══ Texto seleccionado
Hace un par de años Vargas Llosa dijo que “García Márquez no era un intelectual sino un artista. Funcionaba a base de intuiciones y pálpitos que no pasaban por lo conceptual”. Honestamente me parece un juicio absurdo. Vargas Llosa, a quien conozco y aprecio, debería releer su propio libro Historia de un deicidio, en el que no ahorra elogios al talento literario, la dimensión intelectual y la riqueza creativa de García Márquez. En 1976, el terrible puñetazo de Vargas a Gabo, en un acto cultural en Ciudad de México por un supuesto lío de faldas, puso fin a una amistad de varios años entre las dos figuras más célebres del famoso boom latinoamericano de las letras. Vargas Llosa retiró de circulación su libro sobre Gabo, no volvieron a hablarse y siempre evitaron referirse al incidente. A Gabo le toqué el asunto una sola vez y me di cuenta de que era un tema sobre el cual prefería no hablar. Las diferencias se ahondaron por motivos políticos: Vargas Llosa había roto de manera tajante y abierta con la Revolución cubana y García Márquez mantuvo hasta el final su amistad con Fidel Castro, pese a reservas personales que tenía sobre la falta de libertades en la isla, que no hizo públicas.
════
══ Datos proporcionados
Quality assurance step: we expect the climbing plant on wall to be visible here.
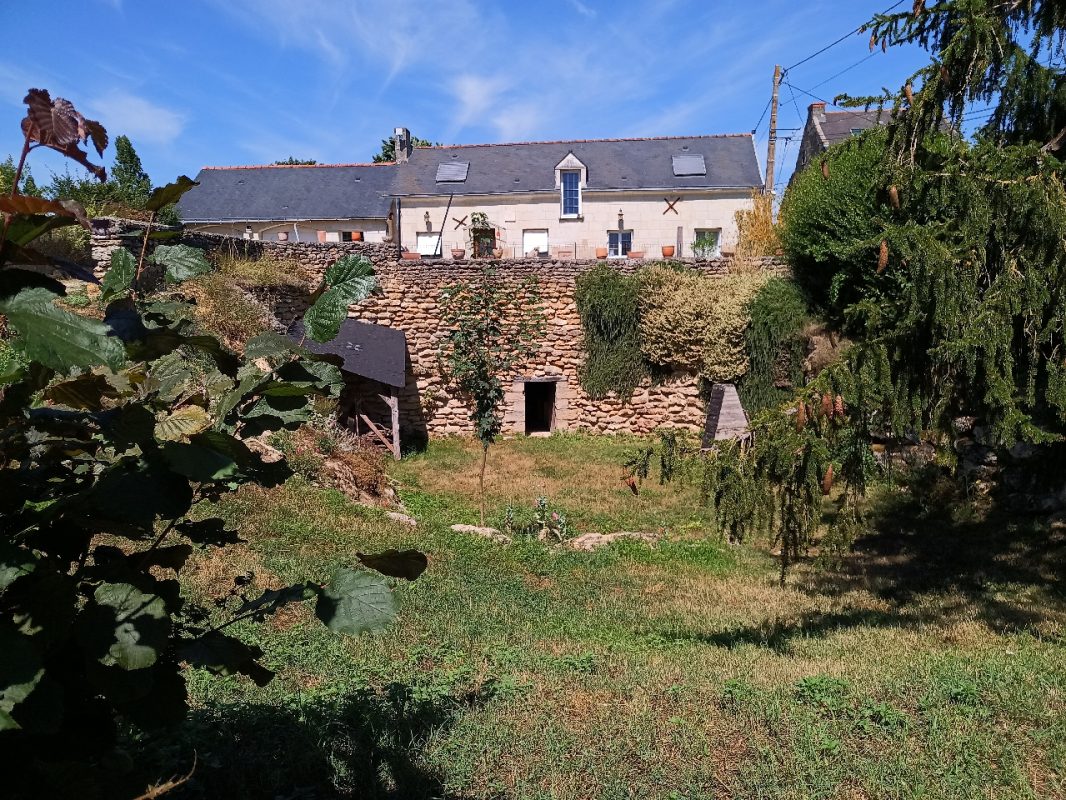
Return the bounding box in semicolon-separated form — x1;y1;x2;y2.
574;263;648;400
════
#### Lista de tareas:
a) Indique si cada una de las siguientes afirmaciones concuerda con el texto sobre Vargas Llosa y García Márquez, y justifique cada respuesta con las palabras exactas del texto: (i) El puñetazo de Vargas Llosa a García Márquez tuvo lugar en 1976 en Ciudad de México. (ii) García Márquez hizo públicas sus reservas sobre la falta de libertades en Cuba. (iii) Vargas Llosa mantuvo en circulación su libro sobre García Márquez.
b) Prosiga el texto sobre Vargas Llosa y García Márquez a partir de su última oración.

#### Respuestas del ejercicio:
a)
(i) Sí: "En 1976, el terrible puñetazo de Vargas a Gabo, en un acto cultural en Ciudad de México".
(ii) No: "pese a reservas personales que tenía sobre la falta de libertades en la isla, que no hizo públicas".
(iii) No: "Vargas Llosa retiró de circulación su libro sobre Gabo".

b)
Los intelectuales latinoamericanos que en esos años criticaron el rumbo que tomó la Revolución cubana fueron blanco de toda suerte de ataques por parte de la izquierda internacional. Les llovió mucha mugre, sin duda —como dijo Vargas Llosa—, pese a que el tiempo les dio la razón. Pero no fue menor el baño de mugre que le cayó luego, y durante toda su vida, a García Márquez por no haber roto nunca con Cuba. Su amistad personal con Fidel Castro le trajo muchos sinsabores con la comunidad intelectual de Estados Unidos y Europa, pero él fue fiel a su prédica de que la amistad está por encima de la política. Aunque en su caso, por lo que él simbolizaba como escritor, muy poca gente entendió su posición.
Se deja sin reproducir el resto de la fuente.